Combining PrEP and ART could almost eliminate HIV infection, east African study finds

Giving both pre-exposure prophylaxis (PrEP) and antiretroviral therapy (ART) to heterosexual couples where one partner has HIV (serodiscordant couples) can almost eliminate the chance of infection in the HIV-negative partner, a study presented at the Conference on Retroviruses and Opportunistic Infections (CROI 2015) in Seattle, USA, yesterday has shown.

This study was a first in a number of ways. It is the first to combine the ideas of PrEP and of ‘treatment as prevention’ in a systematic and sequenced way. It is the first large study in Africa to use a ‘risk score’ specifically to target the intervention to those most at risk of HIV. And it is the first study of treatment as prevention to document near-elimination of HIV transmission not just from the HIV-positive partner in a serodiscordant couple, but also from extramarital partners.

The Partners Demonstration Project (PDP) is being run in Kenya and Uganda in four centres that had hosted the Partners PrEP study, which demonstrated high levels of effectiveness for PrEP within serodiscordant couples. It is an ongoing project which will not finish until December 2016.

Your goal >>
Answer these questions from the passage on combining PrEP and ART:
1. At which conference, and in what city, was the study presented?
2. What did the study use to target the intervention to those most at risk of HIV?
3. In which countries is the Partners Demonstration Project being run, and when will it finish?

Records provided >>
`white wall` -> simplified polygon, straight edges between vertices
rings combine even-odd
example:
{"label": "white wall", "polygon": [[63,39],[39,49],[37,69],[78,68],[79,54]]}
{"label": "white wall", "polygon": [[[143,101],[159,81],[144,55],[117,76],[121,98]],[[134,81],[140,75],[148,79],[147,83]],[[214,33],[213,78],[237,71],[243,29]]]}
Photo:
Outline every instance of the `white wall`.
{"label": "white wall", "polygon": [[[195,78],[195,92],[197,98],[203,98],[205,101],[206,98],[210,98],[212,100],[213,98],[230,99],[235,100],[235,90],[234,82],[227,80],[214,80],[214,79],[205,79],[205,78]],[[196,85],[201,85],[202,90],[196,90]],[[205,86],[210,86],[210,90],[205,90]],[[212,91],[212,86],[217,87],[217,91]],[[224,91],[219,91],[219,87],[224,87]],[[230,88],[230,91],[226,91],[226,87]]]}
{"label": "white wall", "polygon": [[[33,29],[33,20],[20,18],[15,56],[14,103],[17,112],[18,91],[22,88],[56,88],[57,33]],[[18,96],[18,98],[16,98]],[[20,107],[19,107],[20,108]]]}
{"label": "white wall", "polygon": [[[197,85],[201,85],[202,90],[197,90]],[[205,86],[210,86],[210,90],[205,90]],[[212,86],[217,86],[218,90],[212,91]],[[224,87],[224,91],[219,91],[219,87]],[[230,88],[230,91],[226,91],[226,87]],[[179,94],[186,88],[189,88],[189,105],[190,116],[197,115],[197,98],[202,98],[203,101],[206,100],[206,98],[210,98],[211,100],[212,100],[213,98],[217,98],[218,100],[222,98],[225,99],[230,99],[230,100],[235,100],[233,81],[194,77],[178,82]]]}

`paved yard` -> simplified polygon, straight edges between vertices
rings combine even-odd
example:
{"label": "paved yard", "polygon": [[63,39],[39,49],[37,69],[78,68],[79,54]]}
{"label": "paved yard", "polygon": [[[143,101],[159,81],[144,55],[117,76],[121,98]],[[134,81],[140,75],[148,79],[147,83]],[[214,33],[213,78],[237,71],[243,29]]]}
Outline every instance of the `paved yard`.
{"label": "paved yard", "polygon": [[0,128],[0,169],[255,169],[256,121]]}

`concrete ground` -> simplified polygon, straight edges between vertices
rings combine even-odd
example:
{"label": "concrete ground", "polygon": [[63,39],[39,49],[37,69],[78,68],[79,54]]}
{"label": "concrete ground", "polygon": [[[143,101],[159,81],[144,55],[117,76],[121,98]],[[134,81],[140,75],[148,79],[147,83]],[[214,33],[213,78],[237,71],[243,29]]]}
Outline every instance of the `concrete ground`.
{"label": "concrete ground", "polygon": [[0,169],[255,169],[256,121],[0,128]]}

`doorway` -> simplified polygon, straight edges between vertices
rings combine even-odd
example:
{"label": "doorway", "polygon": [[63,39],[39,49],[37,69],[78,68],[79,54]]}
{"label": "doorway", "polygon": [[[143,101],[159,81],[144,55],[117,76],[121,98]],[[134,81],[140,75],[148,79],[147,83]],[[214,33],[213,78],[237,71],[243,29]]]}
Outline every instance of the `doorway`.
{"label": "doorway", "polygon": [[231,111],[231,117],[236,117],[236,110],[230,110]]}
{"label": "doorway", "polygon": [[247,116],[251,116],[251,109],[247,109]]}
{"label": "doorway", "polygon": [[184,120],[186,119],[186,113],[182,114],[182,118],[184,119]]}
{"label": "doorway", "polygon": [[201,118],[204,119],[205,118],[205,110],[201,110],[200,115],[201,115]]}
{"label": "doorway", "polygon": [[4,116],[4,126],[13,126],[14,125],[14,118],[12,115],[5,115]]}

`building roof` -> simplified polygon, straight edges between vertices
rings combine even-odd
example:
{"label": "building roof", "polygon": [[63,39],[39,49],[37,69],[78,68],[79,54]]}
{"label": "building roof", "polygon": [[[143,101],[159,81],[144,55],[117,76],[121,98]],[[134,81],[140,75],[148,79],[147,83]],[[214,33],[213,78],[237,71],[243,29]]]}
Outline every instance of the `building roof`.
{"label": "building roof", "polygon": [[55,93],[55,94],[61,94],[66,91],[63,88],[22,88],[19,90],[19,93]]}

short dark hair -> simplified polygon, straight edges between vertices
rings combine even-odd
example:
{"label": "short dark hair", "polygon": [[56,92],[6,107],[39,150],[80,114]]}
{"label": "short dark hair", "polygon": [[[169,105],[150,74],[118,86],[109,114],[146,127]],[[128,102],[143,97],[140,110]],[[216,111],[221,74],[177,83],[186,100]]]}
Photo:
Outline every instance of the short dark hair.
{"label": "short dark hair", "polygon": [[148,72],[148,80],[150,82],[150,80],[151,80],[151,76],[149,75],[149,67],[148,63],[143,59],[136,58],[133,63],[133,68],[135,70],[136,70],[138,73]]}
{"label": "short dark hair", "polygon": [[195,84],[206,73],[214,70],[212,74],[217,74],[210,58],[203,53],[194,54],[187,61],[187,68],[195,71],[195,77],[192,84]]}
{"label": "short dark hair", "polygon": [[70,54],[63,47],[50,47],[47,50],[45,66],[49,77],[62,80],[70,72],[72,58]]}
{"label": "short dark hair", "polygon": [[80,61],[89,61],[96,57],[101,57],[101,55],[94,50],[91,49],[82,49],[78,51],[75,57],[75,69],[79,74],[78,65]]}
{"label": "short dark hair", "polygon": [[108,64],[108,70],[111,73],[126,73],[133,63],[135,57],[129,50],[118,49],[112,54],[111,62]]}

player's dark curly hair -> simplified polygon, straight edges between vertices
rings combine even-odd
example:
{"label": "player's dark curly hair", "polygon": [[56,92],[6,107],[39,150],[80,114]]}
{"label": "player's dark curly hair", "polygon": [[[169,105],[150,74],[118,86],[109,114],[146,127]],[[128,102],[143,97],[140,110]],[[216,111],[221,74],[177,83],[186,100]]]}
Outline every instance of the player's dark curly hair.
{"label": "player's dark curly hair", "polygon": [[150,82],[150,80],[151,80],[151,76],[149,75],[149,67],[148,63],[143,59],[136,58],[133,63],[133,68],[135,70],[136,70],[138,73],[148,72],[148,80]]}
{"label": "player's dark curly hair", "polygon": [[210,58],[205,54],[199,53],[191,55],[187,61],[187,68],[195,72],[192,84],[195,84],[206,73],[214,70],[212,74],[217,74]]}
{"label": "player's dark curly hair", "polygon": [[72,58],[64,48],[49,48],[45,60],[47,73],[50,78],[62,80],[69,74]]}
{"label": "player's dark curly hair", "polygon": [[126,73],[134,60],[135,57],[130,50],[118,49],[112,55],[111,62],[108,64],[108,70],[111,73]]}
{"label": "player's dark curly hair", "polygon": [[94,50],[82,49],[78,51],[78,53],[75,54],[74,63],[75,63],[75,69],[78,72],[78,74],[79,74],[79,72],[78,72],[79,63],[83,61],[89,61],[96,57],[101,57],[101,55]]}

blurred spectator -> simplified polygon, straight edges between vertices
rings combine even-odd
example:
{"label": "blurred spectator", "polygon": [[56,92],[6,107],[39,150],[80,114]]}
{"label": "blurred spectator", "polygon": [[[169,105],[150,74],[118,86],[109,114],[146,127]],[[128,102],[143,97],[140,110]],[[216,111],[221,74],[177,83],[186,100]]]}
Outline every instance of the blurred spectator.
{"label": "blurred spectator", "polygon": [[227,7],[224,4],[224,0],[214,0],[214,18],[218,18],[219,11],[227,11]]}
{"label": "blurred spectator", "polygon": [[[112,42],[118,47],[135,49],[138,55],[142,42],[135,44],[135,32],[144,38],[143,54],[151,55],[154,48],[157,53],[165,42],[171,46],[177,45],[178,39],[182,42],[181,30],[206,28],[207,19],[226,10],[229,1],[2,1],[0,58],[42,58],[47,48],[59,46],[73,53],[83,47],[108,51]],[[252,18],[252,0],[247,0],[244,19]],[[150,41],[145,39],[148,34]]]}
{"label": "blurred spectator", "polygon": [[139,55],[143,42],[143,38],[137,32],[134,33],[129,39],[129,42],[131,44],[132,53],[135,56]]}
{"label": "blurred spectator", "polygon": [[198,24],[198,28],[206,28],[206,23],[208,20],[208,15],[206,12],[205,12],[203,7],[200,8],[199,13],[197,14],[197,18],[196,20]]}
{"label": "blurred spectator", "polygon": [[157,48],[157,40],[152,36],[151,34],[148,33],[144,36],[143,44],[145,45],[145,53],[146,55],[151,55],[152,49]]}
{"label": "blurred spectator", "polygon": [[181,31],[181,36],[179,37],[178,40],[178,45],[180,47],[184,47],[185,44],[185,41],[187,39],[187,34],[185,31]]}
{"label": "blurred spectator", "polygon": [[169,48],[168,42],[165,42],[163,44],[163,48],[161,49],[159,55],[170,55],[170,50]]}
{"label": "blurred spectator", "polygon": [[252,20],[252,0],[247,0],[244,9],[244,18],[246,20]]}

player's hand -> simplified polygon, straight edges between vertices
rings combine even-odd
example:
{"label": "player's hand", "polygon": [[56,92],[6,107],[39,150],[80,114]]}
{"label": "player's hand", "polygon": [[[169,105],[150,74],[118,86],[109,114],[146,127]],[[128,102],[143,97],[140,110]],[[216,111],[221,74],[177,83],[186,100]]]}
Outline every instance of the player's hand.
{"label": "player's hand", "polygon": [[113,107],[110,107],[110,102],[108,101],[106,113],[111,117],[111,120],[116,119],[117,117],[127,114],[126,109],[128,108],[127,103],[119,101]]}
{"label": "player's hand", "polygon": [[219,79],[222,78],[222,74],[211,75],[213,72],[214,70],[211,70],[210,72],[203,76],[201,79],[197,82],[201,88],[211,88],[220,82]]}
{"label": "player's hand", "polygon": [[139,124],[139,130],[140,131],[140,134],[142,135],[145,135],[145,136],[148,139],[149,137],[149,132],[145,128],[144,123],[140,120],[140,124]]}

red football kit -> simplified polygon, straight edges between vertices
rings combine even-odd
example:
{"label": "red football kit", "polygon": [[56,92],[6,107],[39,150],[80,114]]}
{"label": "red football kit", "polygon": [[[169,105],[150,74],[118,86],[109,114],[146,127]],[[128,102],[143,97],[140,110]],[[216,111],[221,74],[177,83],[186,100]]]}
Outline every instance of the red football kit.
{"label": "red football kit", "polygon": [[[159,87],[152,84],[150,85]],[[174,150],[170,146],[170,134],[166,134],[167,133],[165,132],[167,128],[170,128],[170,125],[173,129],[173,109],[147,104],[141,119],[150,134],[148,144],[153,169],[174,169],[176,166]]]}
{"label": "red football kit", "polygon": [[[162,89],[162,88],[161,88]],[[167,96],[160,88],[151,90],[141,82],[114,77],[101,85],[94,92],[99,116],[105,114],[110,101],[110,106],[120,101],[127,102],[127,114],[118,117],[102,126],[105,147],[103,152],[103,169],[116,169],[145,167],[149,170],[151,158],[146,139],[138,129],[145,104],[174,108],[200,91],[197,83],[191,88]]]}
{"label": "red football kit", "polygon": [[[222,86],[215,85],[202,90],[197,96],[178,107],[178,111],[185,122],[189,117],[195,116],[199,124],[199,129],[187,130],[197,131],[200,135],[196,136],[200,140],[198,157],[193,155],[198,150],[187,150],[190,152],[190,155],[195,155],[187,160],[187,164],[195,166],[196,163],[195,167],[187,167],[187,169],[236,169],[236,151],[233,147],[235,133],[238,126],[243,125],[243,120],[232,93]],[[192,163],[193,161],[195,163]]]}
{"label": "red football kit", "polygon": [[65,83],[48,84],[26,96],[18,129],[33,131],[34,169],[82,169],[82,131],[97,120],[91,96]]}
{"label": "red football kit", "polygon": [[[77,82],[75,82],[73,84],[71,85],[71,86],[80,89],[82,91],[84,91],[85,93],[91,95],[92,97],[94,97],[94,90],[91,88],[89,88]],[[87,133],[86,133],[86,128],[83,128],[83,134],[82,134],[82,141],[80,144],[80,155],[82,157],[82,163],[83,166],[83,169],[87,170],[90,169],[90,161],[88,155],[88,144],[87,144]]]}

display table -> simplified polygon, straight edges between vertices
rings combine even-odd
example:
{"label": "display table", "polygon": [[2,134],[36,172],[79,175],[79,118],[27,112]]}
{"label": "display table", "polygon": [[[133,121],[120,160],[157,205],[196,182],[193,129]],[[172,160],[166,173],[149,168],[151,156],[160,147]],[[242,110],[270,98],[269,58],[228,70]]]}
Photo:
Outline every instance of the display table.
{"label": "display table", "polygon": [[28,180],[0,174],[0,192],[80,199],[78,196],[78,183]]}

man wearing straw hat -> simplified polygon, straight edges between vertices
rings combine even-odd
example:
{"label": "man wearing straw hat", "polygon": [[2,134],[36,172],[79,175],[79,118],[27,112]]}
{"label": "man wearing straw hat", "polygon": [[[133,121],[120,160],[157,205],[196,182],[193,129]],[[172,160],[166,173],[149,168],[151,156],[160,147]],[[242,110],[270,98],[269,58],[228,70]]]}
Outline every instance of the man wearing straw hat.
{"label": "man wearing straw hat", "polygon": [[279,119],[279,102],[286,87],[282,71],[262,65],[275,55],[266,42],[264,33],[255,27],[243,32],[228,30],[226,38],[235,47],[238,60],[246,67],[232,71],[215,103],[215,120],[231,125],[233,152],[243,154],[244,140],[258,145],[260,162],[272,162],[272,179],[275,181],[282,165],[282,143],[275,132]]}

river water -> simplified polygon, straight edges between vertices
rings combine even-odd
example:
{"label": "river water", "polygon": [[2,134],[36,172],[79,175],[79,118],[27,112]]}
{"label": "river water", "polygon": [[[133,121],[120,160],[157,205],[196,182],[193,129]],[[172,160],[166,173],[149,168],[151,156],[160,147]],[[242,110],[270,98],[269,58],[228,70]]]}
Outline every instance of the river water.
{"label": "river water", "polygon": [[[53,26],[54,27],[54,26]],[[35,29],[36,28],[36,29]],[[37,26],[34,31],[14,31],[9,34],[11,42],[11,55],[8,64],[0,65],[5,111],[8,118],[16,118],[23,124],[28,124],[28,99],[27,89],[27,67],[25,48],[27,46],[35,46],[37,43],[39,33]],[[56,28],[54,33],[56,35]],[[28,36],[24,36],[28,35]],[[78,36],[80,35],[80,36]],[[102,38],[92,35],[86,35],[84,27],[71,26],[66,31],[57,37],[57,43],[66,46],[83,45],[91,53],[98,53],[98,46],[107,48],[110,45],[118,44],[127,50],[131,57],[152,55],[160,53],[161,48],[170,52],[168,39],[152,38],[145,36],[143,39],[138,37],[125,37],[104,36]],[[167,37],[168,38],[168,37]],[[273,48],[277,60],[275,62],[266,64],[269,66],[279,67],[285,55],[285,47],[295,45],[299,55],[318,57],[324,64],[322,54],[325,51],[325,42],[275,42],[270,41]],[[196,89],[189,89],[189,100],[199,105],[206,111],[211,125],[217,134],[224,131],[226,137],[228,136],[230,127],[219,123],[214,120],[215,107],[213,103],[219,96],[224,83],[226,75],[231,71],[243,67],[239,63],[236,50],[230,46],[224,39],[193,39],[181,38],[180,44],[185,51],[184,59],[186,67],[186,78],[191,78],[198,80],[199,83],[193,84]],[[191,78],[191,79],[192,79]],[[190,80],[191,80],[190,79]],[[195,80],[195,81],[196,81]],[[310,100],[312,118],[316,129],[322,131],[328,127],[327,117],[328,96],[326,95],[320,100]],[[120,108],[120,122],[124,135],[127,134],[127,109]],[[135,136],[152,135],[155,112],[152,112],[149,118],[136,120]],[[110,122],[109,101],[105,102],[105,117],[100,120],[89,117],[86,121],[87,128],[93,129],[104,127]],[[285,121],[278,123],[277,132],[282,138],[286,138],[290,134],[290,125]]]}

Response >>
1. At the Conference on Retroviruses and Opportunistic Infections (CROI 2015) in Seattle, USA.
2. A "risk score."
3. Kenya and Uganda. It will not finish until December 2016.